**Brief**
Swap "single point" for "single marker" in the items, starting with the line that contains "Exercise. Tag every instance of the short" and going on through the line that contains "(1017, 796)". Reproduce only those lines, leaving everything else unchanged.

— Start of Stored records —

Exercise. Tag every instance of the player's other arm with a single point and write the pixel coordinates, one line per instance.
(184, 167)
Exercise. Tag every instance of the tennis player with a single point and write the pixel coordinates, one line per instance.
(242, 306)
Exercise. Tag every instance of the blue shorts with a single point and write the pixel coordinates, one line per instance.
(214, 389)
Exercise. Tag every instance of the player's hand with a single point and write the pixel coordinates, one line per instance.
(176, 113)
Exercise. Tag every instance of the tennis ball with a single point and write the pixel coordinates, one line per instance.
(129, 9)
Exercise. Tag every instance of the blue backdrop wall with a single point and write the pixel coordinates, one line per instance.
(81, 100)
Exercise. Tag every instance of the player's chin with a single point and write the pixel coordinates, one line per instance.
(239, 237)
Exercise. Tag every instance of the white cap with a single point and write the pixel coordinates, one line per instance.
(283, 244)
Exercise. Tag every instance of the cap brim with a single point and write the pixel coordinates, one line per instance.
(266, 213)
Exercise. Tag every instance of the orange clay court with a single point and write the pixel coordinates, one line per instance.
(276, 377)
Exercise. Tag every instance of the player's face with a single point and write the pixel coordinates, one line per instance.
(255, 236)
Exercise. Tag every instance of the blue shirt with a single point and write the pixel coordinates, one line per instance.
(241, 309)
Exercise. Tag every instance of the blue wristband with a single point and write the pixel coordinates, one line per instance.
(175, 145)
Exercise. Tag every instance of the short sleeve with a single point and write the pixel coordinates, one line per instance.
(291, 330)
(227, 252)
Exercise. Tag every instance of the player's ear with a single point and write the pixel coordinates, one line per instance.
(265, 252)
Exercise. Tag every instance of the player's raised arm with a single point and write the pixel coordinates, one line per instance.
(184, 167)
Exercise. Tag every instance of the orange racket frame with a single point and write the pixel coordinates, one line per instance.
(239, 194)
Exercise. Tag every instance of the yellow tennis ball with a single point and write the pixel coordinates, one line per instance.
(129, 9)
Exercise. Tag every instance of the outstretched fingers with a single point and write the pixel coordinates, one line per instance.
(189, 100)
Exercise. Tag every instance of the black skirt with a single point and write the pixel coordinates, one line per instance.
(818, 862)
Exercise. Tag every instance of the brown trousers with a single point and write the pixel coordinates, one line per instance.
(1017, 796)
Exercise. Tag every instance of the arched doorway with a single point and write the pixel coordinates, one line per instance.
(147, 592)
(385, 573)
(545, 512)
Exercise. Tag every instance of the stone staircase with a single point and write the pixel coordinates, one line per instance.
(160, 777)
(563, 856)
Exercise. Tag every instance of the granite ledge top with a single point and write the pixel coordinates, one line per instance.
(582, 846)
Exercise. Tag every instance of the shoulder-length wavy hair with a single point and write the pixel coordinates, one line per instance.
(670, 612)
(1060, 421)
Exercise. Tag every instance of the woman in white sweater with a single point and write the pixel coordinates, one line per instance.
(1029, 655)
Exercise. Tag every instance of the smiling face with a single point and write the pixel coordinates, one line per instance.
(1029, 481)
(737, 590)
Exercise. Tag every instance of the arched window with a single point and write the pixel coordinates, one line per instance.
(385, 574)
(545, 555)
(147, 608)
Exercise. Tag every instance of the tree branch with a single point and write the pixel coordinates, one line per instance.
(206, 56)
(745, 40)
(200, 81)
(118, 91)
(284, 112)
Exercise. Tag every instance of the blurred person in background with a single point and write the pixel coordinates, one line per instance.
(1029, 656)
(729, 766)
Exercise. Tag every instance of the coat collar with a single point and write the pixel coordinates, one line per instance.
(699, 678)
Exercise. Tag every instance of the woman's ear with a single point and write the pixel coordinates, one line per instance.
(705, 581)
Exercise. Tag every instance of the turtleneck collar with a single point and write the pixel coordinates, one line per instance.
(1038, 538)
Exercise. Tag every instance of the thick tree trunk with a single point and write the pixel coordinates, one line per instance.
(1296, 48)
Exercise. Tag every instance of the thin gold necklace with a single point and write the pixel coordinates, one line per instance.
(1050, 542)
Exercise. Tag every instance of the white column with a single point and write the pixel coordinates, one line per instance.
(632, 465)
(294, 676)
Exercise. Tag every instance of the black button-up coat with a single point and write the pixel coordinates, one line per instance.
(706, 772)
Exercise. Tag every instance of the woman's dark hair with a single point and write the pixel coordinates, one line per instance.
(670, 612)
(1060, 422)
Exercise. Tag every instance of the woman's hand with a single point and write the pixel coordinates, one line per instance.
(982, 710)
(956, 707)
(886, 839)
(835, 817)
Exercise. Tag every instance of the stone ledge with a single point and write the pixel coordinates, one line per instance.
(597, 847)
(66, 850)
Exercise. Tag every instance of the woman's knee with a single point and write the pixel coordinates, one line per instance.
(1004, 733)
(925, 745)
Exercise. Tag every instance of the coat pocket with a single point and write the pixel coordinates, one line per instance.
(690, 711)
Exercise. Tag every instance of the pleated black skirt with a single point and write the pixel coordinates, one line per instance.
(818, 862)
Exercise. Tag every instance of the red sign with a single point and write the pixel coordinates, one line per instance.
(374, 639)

— End of Stored records —

**Result for this task**
Exercise. Tag every instance of the short sleeve with a single marker and write the pixel coordinates, one line per instance.
(291, 330)
(227, 252)
Exercise. Tag every instance of the player's ear with a single marker and write the pixel coordinates, one line per instance.
(265, 252)
Exercise. Tag every instance of the player's raised arm with a single marker and write the pixel coordinates, one line per instance.
(184, 167)
Exercise. Tag every instance of the orange racket frame with a single marker and write the pixel coordinates, one line per instance.
(239, 194)
Exercise. Tag every instance of the yellow tennis ball with a single marker and write the pixel coordinates, one line per instance.
(129, 9)
Exercise. Tag every instance of the outstretched fingers with a single marker and write the pixel coordinates, one line per instance.
(189, 100)
Exercise. Tag every instance of the black skirt with a single marker and write the pixel coordinates, one line per instance.
(818, 862)
Exercise. Tag every instance of the brown trousers with a single marker and write the pixel coordinates, one line per instance.
(1017, 796)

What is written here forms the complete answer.